Input
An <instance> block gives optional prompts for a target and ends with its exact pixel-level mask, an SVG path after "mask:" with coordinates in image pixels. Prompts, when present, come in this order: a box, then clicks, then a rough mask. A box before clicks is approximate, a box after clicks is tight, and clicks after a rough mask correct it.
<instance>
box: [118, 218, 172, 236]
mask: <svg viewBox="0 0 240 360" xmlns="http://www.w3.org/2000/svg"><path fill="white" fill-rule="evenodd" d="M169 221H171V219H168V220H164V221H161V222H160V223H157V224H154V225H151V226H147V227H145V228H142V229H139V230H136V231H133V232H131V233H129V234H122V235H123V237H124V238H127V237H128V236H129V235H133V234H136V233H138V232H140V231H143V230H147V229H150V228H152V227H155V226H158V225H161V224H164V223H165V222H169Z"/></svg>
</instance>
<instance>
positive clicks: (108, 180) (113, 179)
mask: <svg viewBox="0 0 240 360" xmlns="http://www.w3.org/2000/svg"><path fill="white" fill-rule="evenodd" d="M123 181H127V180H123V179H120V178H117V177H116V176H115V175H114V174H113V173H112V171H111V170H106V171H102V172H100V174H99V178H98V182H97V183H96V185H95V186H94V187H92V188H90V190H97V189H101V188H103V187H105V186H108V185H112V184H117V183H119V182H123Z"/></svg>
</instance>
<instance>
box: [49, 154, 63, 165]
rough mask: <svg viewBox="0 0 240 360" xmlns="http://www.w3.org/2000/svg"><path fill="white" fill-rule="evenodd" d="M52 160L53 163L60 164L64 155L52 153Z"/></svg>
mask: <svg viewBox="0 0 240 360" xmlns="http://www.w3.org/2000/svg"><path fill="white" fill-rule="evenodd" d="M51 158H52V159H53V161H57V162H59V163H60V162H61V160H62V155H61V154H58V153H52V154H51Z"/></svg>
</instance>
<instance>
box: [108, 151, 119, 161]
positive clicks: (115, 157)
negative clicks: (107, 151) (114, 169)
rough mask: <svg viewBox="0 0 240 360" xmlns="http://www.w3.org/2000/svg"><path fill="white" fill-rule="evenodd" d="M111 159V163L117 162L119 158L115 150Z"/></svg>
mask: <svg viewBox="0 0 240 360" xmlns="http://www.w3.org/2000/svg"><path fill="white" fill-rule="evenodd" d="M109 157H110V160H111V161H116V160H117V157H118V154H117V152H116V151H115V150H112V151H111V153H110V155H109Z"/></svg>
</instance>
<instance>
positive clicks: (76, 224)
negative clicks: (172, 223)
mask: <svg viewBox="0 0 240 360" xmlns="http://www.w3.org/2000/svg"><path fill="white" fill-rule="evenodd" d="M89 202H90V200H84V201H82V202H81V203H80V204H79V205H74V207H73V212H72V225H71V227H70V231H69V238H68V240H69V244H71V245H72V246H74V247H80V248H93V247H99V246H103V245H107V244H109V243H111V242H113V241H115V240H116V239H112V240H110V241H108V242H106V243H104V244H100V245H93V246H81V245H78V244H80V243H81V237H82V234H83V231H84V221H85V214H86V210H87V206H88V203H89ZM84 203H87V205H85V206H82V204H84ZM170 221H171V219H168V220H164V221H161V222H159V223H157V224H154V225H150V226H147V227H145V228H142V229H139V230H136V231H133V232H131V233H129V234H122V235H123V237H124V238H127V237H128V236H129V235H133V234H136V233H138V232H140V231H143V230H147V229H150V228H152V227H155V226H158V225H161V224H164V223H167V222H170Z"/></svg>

Activity
From the first line to the last, return the data exactly.

Exercise response
An <instance> block gives optional prompts for a target and ends with its exact pixel-level mask, an SVG path after "mask:" with coordinates in image pixels. Prompts, when present, come in this order: a box, then clicks, then a rough mask. A box before clicks is approximate, a box after clicks is tight, and clicks after a rough mask correct it.
<instance>
box: [118, 218, 172, 236]
mask: <svg viewBox="0 0 240 360" xmlns="http://www.w3.org/2000/svg"><path fill="white" fill-rule="evenodd" d="M169 221H171V219H168V220H164V221H161V222H160V223H157V224H154V225H151V226H147V227H145V228H142V229H139V230H136V231H133V232H131V233H129V234H122V235H123V237H124V238H127V237H128V236H129V235H133V234H136V233H138V232H140V231H143V230H147V229H150V228H152V227H155V226H158V225H161V224H164V223H165V222H169Z"/></svg>
</instance>
<instance>
positive clicks: (108, 180) (113, 179)
mask: <svg viewBox="0 0 240 360" xmlns="http://www.w3.org/2000/svg"><path fill="white" fill-rule="evenodd" d="M123 181H127V180H123V179H120V178H117V177H116V176H115V175H114V174H113V173H112V171H111V170H106V171H102V172H100V174H99V178H98V182H97V183H96V185H95V186H94V187H92V188H90V190H97V189H101V188H103V187H105V186H108V185H112V184H117V183H119V182H123Z"/></svg>
</instance>
<instance>
box: [49, 154, 63, 165]
rough mask: <svg viewBox="0 0 240 360" xmlns="http://www.w3.org/2000/svg"><path fill="white" fill-rule="evenodd" d="M52 160L53 163L60 164L64 155L52 153Z"/></svg>
mask: <svg viewBox="0 0 240 360" xmlns="http://www.w3.org/2000/svg"><path fill="white" fill-rule="evenodd" d="M51 158H52V159H53V161H57V162H59V163H60V162H61V160H62V155H61V154H58V153H52V154H51Z"/></svg>
</instance>
<instance>
box: [108, 151, 119, 161]
positive clicks: (115, 157)
negative clicks: (107, 151) (114, 169)
rough mask: <svg viewBox="0 0 240 360" xmlns="http://www.w3.org/2000/svg"><path fill="white" fill-rule="evenodd" d="M111 159V163L117 162L119 158L115 150Z"/></svg>
mask: <svg viewBox="0 0 240 360" xmlns="http://www.w3.org/2000/svg"><path fill="white" fill-rule="evenodd" d="M109 157H110V160H111V161H116V160H117V157H118V154H117V152H116V151H115V150H112V151H111V153H110V155H109Z"/></svg>
</instance>
<instance>
positive clicks: (76, 224)
negative clicks: (172, 223)
mask: <svg viewBox="0 0 240 360" xmlns="http://www.w3.org/2000/svg"><path fill="white" fill-rule="evenodd" d="M89 202H90V200H84V201H82V202H81V203H80V204H79V205H74V207H73V212H72V225H71V227H70V231H69V238H68V240H69V244H71V245H72V246H74V247H80V248H93V247H99V246H103V245H107V244H109V243H111V242H113V241H115V240H116V239H112V240H110V241H108V242H106V243H104V244H100V245H93V246H81V245H78V244H80V243H81V237H82V234H83V231H84V221H85V214H86V210H87V206H88V203H89ZM84 203H87V205H85V206H82V204H84ZM170 221H171V219H168V220H164V221H161V222H159V223H157V224H154V225H150V226H147V227H145V228H142V229H139V230H136V231H133V232H131V233H129V234H122V235H123V237H124V238H127V237H128V236H129V235H133V234H136V233H138V232H140V231H143V230H147V229H150V228H152V227H155V226H158V225H161V224H164V223H167V222H170Z"/></svg>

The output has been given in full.